*** Supplied material ***
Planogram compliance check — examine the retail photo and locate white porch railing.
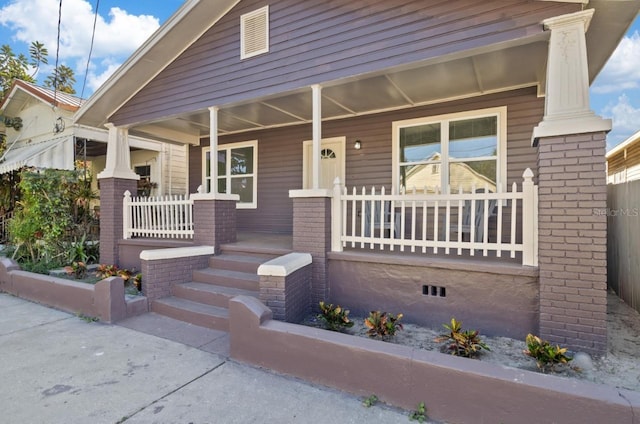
[123,191,193,239]
[331,169,538,266]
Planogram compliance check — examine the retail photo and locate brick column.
[191,193,240,250]
[538,132,607,355]
[258,253,312,322]
[289,189,331,310]
[100,178,138,265]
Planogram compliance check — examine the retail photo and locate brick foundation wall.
[260,265,312,323]
[538,133,607,355]
[100,178,138,264]
[293,197,331,310]
[141,255,210,302]
[193,200,237,248]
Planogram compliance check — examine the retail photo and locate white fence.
[123,191,193,239]
[332,169,538,266]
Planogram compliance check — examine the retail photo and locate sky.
[0,0,640,149]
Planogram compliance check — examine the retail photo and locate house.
[0,80,187,206]
[76,0,640,354]
[607,131,640,184]
[598,131,640,311]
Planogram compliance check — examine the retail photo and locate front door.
[302,137,345,189]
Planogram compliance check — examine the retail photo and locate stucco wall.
[327,252,539,339]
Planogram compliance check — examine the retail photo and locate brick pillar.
[191,193,239,253]
[538,132,607,355]
[100,178,138,265]
[289,190,331,310]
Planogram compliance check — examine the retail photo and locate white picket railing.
[123,191,193,239]
[331,169,538,266]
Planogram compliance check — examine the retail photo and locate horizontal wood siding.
[189,88,544,234]
[110,0,581,125]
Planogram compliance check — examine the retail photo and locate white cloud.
[602,93,640,148]
[592,31,640,94]
[0,0,160,95]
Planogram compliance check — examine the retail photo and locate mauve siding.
[110,0,581,125]
[189,88,544,234]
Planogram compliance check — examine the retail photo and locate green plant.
[64,261,87,280]
[435,318,491,358]
[96,264,118,278]
[409,402,428,423]
[364,311,403,339]
[523,334,573,372]
[318,302,353,331]
[117,268,133,284]
[362,395,378,408]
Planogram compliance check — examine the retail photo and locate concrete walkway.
[0,294,420,424]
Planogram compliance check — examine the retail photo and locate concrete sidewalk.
[0,294,420,424]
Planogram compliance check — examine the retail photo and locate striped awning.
[0,135,74,174]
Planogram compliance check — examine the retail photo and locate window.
[393,107,507,193]
[240,6,269,59]
[133,165,155,196]
[202,140,258,209]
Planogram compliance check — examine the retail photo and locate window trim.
[240,5,269,60]
[391,106,507,194]
[202,140,258,209]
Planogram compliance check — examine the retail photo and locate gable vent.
[240,6,269,59]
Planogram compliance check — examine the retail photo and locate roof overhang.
[76,0,640,144]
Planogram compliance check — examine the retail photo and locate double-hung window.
[202,140,258,209]
[393,107,507,193]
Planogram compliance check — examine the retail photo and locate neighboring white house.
[0,80,188,200]
[607,131,640,184]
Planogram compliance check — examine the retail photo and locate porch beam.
[98,123,140,180]
[532,9,611,146]
[209,106,220,193]
[311,84,322,190]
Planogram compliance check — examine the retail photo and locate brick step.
[192,268,260,291]
[209,253,273,274]
[173,281,259,308]
[151,296,229,331]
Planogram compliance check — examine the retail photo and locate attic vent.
[240,6,269,59]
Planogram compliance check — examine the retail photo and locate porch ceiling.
[129,38,548,139]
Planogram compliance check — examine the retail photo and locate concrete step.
[151,296,229,331]
[192,268,260,291]
[173,281,259,308]
[209,253,273,274]
[220,244,292,259]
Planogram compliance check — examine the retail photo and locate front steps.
[151,245,289,331]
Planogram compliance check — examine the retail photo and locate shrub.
[96,264,118,278]
[435,318,491,358]
[523,334,573,372]
[64,261,87,280]
[364,311,403,339]
[318,302,353,331]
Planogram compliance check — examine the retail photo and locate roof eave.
[75,0,240,127]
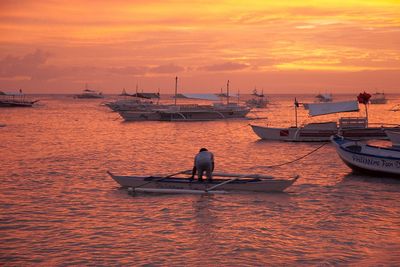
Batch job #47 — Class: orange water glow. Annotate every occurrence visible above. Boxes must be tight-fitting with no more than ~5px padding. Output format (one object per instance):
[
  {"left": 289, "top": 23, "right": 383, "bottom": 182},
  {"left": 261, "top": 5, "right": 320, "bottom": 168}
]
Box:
[{"left": 0, "top": 0, "right": 400, "bottom": 93}]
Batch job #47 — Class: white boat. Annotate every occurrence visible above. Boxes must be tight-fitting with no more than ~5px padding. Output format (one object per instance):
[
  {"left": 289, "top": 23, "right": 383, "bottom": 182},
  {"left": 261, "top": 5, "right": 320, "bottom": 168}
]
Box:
[
  {"left": 74, "top": 84, "right": 104, "bottom": 99},
  {"left": 390, "top": 104, "right": 400, "bottom": 111},
  {"left": 315, "top": 94, "right": 333, "bottom": 103},
  {"left": 107, "top": 171, "right": 299, "bottom": 193},
  {"left": 251, "top": 101, "right": 400, "bottom": 142},
  {"left": 74, "top": 89, "right": 104, "bottom": 99},
  {"left": 331, "top": 135, "right": 400, "bottom": 178},
  {"left": 0, "top": 90, "right": 39, "bottom": 107},
  {"left": 246, "top": 89, "right": 268, "bottom": 108},
  {"left": 104, "top": 90, "right": 161, "bottom": 111},
  {"left": 369, "top": 92, "right": 387, "bottom": 104},
  {"left": 385, "top": 131, "right": 400, "bottom": 147}
]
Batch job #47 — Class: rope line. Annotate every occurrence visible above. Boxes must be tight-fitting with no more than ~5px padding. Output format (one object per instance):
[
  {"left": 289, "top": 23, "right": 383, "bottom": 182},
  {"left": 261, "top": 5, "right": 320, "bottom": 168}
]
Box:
[{"left": 257, "top": 143, "right": 329, "bottom": 168}]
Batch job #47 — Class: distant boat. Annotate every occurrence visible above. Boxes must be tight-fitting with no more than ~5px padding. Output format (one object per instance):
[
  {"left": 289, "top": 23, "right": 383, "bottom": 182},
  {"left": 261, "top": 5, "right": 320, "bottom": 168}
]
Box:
[
  {"left": 390, "top": 104, "right": 400, "bottom": 111},
  {"left": 315, "top": 94, "right": 333, "bottom": 103},
  {"left": 369, "top": 92, "right": 387, "bottom": 104},
  {"left": 331, "top": 135, "right": 400, "bottom": 178},
  {"left": 0, "top": 90, "right": 39, "bottom": 107},
  {"left": 246, "top": 89, "right": 268, "bottom": 108},
  {"left": 74, "top": 89, "right": 104, "bottom": 99},
  {"left": 104, "top": 91, "right": 161, "bottom": 111},
  {"left": 107, "top": 172, "right": 299, "bottom": 194},
  {"left": 250, "top": 101, "right": 400, "bottom": 142},
  {"left": 119, "top": 77, "right": 250, "bottom": 121},
  {"left": 74, "top": 84, "right": 104, "bottom": 98},
  {"left": 385, "top": 131, "right": 400, "bottom": 147}
]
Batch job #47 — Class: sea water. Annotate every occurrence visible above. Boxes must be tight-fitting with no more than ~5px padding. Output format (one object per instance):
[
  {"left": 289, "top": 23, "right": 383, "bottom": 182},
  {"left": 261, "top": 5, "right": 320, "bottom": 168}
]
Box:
[{"left": 0, "top": 95, "right": 400, "bottom": 266}]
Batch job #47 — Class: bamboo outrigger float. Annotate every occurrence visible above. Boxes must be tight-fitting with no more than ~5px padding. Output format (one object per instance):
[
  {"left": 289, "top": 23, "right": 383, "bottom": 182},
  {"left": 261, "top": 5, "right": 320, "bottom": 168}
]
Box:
[{"left": 107, "top": 171, "right": 299, "bottom": 194}]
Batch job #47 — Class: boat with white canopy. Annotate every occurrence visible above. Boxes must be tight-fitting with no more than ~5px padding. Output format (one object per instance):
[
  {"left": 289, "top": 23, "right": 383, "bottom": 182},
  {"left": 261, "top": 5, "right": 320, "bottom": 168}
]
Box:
[
  {"left": 385, "top": 131, "right": 400, "bottom": 147},
  {"left": 107, "top": 170, "right": 299, "bottom": 194},
  {"left": 331, "top": 135, "right": 400, "bottom": 178},
  {"left": 251, "top": 97, "right": 400, "bottom": 142},
  {"left": 369, "top": 92, "right": 387, "bottom": 104},
  {"left": 119, "top": 77, "right": 250, "bottom": 121}
]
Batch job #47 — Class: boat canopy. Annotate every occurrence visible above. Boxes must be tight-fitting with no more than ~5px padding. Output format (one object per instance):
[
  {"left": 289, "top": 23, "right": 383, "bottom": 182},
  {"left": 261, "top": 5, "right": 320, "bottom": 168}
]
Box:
[
  {"left": 308, "top": 100, "right": 359, "bottom": 116},
  {"left": 180, "top": 94, "right": 219, "bottom": 101}
]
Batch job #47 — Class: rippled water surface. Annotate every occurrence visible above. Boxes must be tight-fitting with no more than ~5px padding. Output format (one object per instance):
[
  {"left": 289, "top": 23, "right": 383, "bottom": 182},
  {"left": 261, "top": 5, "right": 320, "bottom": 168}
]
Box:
[{"left": 0, "top": 96, "right": 400, "bottom": 266}]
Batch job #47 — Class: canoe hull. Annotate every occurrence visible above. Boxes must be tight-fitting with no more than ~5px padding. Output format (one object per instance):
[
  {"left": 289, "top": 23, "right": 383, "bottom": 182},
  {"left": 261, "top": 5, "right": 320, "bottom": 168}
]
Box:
[
  {"left": 385, "top": 131, "right": 400, "bottom": 147},
  {"left": 109, "top": 173, "right": 298, "bottom": 192}
]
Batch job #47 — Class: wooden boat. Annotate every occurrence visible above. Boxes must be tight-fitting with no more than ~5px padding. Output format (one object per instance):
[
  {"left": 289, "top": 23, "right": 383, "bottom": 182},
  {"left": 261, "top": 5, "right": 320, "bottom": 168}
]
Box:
[
  {"left": 250, "top": 101, "right": 400, "bottom": 142},
  {"left": 385, "top": 131, "right": 400, "bottom": 147},
  {"left": 107, "top": 171, "right": 299, "bottom": 193},
  {"left": 331, "top": 135, "right": 400, "bottom": 178},
  {"left": 369, "top": 92, "right": 387, "bottom": 104},
  {"left": 0, "top": 90, "right": 39, "bottom": 107}
]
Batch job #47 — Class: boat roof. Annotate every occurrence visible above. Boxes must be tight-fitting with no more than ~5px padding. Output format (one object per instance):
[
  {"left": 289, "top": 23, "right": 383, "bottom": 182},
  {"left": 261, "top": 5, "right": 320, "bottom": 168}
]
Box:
[
  {"left": 307, "top": 100, "right": 359, "bottom": 116},
  {"left": 177, "top": 94, "right": 219, "bottom": 101}
]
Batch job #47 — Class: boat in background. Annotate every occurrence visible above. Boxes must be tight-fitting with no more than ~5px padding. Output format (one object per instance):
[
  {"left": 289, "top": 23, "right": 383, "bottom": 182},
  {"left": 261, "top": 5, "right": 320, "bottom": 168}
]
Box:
***
■ Stated problem
Can you convert the stretch of the material from the line containing "locate porch ceiling." through the line containing "[75,0,240,127]" into a Markdown table with the columns Nr and Line, leaving out blank lines?

■ Expected output
| Nr | Line |
|---|---|
| 1 | Planogram compliance check — examine the retail photo and locate porch ceiling. |
| 2 | [129,38,548,139] |
| 3 | Planogram compliance check — examine the retail photo and locate concrete step. |
| 4 | [151,296,229,331] |
| 5 | [192,268,260,291] |
| 6 | [173,281,259,308] |
| 7 | [209,253,273,274] |
| 8 | [220,244,292,259] |
| 9 | Planogram compliance check — examine the retail photo and locate front steps. |
| 10 | [151,245,289,331] |
| 11 | Planogram compliance check — examine the retail photo and locate shrub. |
| 12 | [96,264,118,278] |
| 13 | [435,318,491,358] |
| 14 | [523,334,573,372] |
| 15 | [64,261,87,280] |
| 16 | [364,311,403,339] |
| 17 | [318,302,353,331] |
| 18 | Planogram compliance check — examine the retail photo and locate roof eave. |
| 19 | [75,0,240,127] |